◆ **CHALLENGE**
Quote the records beneath, complete and exact. Leave out images.

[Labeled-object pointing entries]
= = = = =
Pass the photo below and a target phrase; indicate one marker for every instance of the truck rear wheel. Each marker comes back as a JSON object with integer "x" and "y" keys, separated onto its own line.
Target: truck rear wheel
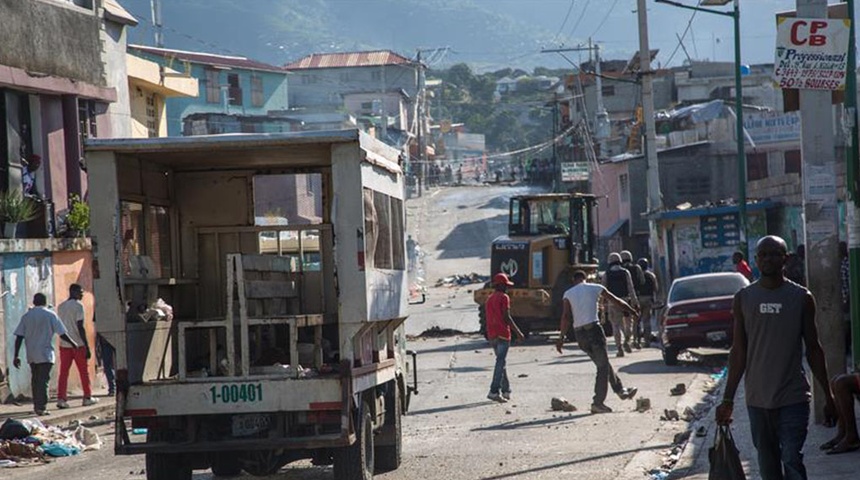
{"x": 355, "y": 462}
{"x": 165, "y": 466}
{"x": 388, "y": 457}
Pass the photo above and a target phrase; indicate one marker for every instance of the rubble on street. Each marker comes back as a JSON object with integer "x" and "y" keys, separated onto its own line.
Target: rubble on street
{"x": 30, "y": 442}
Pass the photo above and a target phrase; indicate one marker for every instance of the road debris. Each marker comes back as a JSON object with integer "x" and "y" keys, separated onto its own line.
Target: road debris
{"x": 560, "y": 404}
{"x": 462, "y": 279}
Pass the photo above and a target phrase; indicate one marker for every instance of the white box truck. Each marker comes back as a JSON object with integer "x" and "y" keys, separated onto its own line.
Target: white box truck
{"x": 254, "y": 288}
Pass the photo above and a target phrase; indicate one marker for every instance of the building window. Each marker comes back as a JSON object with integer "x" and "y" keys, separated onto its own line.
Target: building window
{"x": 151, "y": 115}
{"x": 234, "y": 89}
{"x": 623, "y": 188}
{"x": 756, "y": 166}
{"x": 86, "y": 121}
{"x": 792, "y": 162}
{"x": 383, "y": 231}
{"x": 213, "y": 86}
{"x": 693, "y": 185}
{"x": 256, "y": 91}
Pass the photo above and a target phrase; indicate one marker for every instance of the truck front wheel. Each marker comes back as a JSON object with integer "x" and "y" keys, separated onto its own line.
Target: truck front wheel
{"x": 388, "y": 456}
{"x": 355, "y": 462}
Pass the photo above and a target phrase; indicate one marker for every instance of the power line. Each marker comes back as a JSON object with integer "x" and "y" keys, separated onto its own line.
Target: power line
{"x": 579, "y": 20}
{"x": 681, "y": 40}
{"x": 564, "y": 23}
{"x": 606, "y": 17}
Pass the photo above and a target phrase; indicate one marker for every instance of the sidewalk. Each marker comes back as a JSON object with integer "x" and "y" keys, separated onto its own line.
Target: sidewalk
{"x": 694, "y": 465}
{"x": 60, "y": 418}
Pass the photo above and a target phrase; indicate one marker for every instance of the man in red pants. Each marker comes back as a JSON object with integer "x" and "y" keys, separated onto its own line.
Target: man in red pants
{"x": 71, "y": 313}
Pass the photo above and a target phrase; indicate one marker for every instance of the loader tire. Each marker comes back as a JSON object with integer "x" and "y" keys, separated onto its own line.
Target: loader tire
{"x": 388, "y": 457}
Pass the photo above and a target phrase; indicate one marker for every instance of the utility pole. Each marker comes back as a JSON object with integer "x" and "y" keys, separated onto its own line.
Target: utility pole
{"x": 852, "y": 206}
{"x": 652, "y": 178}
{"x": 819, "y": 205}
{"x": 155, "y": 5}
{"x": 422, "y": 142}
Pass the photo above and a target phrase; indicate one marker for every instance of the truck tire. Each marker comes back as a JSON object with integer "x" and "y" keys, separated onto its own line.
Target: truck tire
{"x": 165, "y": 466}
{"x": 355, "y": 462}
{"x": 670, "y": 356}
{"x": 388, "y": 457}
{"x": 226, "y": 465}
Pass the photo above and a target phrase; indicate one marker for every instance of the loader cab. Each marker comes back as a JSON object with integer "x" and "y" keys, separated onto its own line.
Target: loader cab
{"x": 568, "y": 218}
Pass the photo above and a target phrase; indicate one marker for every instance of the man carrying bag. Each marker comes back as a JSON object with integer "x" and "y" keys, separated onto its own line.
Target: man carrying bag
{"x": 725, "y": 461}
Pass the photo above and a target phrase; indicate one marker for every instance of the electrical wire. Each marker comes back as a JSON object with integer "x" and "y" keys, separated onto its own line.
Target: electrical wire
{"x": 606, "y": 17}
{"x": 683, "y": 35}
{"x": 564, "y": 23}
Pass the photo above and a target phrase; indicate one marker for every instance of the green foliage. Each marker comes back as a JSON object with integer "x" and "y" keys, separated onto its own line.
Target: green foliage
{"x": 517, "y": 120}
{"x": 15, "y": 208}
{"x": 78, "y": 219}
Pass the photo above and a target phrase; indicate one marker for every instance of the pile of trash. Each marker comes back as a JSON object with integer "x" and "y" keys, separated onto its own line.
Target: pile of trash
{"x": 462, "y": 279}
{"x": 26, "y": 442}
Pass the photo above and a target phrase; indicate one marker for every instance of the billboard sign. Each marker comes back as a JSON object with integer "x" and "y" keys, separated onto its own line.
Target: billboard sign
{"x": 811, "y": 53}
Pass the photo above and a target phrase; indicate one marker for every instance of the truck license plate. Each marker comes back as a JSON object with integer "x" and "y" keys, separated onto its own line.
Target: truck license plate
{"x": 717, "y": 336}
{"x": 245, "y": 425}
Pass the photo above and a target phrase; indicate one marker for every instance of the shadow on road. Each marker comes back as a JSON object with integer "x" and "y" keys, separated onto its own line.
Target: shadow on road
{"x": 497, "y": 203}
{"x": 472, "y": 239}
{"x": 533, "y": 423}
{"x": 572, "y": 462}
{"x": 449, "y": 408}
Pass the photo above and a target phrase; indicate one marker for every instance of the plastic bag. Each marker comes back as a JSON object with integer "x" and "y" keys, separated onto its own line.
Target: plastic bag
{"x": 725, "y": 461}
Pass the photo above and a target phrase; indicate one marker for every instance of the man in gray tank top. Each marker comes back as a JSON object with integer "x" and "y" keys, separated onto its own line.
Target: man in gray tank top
= = = = =
◆ **THE RESULT**
Pass the photo below and a target phrase; indicate one marker for every instance of the truck rear wheel. Each marker comes back as a JSON object with integer "x" and "y" keys, separated onto its own line.
Target: truck rear wheel
{"x": 355, "y": 462}
{"x": 165, "y": 466}
{"x": 388, "y": 457}
Pass the photo above and a target phrase; indicate one marker for every instance of the rubble on street. Each marker comes back as a JSON object with integer "x" and "y" keys, separated onto its own line.
Target: rubble on street
{"x": 30, "y": 442}
Pass the photo above and a target phrase; indicate one marker for every instance of the road debris. Each marker comes back as a JSON object with integer "x" and "y" keys, separated onto its own line.
Target: road debris
{"x": 560, "y": 404}
{"x": 462, "y": 279}
Pass the photo above and a target phrase; indicate one marker for every instance of the white box truck. Each marker comes back as a JSON object with integer "x" and "y" keys, separated onto its own line.
Target: white box truck
{"x": 254, "y": 288}
Pass the photo above and a target phrase; indicate one marker for every instance of the building window. Each marker comes back as a JSON object with integer "x" and "y" keys, separated onto its own line.
Target: building window
{"x": 151, "y": 115}
{"x": 234, "y": 89}
{"x": 623, "y": 188}
{"x": 756, "y": 166}
{"x": 86, "y": 121}
{"x": 792, "y": 162}
{"x": 383, "y": 231}
{"x": 213, "y": 86}
{"x": 693, "y": 185}
{"x": 256, "y": 91}
Pass the photo above and a target phrase; indicate one marker for every instance of the truck front wheel. Each marker comes back as a JSON object with integer "x" and "y" keys, separated onto its own line.
Target: truck front wheel
{"x": 388, "y": 456}
{"x": 355, "y": 462}
Pass the photo above and a target phrase; indicate one marker for every instance of the power line. Each marker comes back as a JSON object with integer "x" and "y" keys, separated onto its own line.
Target: power line
{"x": 579, "y": 20}
{"x": 681, "y": 40}
{"x": 564, "y": 23}
{"x": 606, "y": 17}
Pass the photo above and a target phrase; indicate one marker for every instance of the sidewalk. Each marker comes back as a JSON object with integer "x" and "y" keys, separated onto its own line.
Target: sidewalk
{"x": 694, "y": 465}
{"x": 60, "y": 418}
Pass the photo above and a target phrase; indicate one marker for every instance of the man in red pants. Each marker comes back as a JSON object with integer "x" and "y" keys, separated onto its own line.
Target: man in red pants
{"x": 71, "y": 313}
Pass the photo above and a target phrase; indicate one marker for every instance of the loader tire. Each marker comes back as a JSON object with integer "x" and "y" keys, separated onto its own line.
Target: loader tire
{"x": 388, "y": 457}
Pass the photo above and a target phrase; indicate one marker for every instance of the utility pole. Each marker comes back as a JSON object with integer "x" and "y" keys, separated onto its own line.
Target: utility pole
{"x": 852, "y": 206}
{"x": 652, "y": 178}
{"x": 819, "y": 205}
{"x": 155, "y": 5}
{"x": 422, "y": 142}
Pass the photo above and a target phrase; indicate one marker for every instance of the truck tire. Each marker comes back as a JSON object with integer "x" and "y" keys, separated onto its own line.
Target: truck tire
{"x": 165, "y": 466}
{"x": 355, "y": 462}
{"x": 670, "y": 356}
{"x": 388, "y": 457}
{"x": 226, "y": 465}
Pass the photo above and a target phrase; indicate one marker for every instance of the loader cab. Each marker comes back as a JSON object with integer "x" and "y" keys, separated onto its own line.
Target: loader cab
{"x": 568, "y": 218}
Pass the photo above and a target phrase; indicate one marker for every instance of the man carrying bag. Each marker comes back as a JSON object with integer "x" and "y" keys, separated onto its own line.
Target: man carrying bag
{"x": 725, "y": 461}
Pass the photo above and a target phrase; indicate one marker for every instance of the electrical wire. Each marker comes back as a JSON object with integer "x" and "y" keys, separated onto its own line.
Target: electrical wire
{"x": 606, "y": 17}
{"x": 683, "y": 35}
{"x": 564, "y": 23}
Pass the photo above and a target phrase; indicate one marker for every instance of the green foliage. Each marker comes back as a JSON object with integer "x" and "y" keys, separated onto its own line.
Target: green foliage
{"x": 517, "y": 120}
{"x": 15, "y": 208}
{"x": 78, "y": 219}
Pass the photo above and a target phrase; indicate one marker for every instance of the pile of trash. Each marker comes back as a JSON object with integer "x" and "y" keys, separated onto its own line.
Target: pile of trash
{"x": 462, "y": 279}
{"x": 26, "y": 442}
Pass the photo above and a target phrase; indicate one marker for every instance of the billboard sign. Each marker comes back as a JSON object with integer "x" and "y" keys, separated onto its own line.
Target: billboard sign
{"x": 811, "y": 53}
Pass the photo above and a target phrase; indicate one marker for every instance of the truck license plate. Each marker comes back as a JSON object with integer "x" and "y" keys, separated onto its own line.
Target: truck license plate
{"x": 717, "y": 336}
{"x": 245, "y": 425}
Pass the photo above and a target phrase; indicate one marker for every instance of the shadow on road. Each marker comes back as a JSON object with integer "x" and "y" keys, separated onto its own line.
Target: shadow on road
{"x": 497, "y": 203}
{"x": 472, "y": 239}
{"x": 533, "y": 423}
{"x": 572, "y": 462}
{"x": 449, "y": 408}
Pass the photo above and a target phrase; indicate one marker for every instance of the plastic bag. Each marker comes back as a JSON object with integer "x" and "y" keys, separated onto its own line.
Target: plastic bag
{"x": 725, "y": 461}
Pass the photo above and a target phrase; indicate one marker for every instance of the man in gray tank top. Each marker comes back as a JSON object with integer "x" and "y" keys, separated onto its own line.
Target: man in gray tank top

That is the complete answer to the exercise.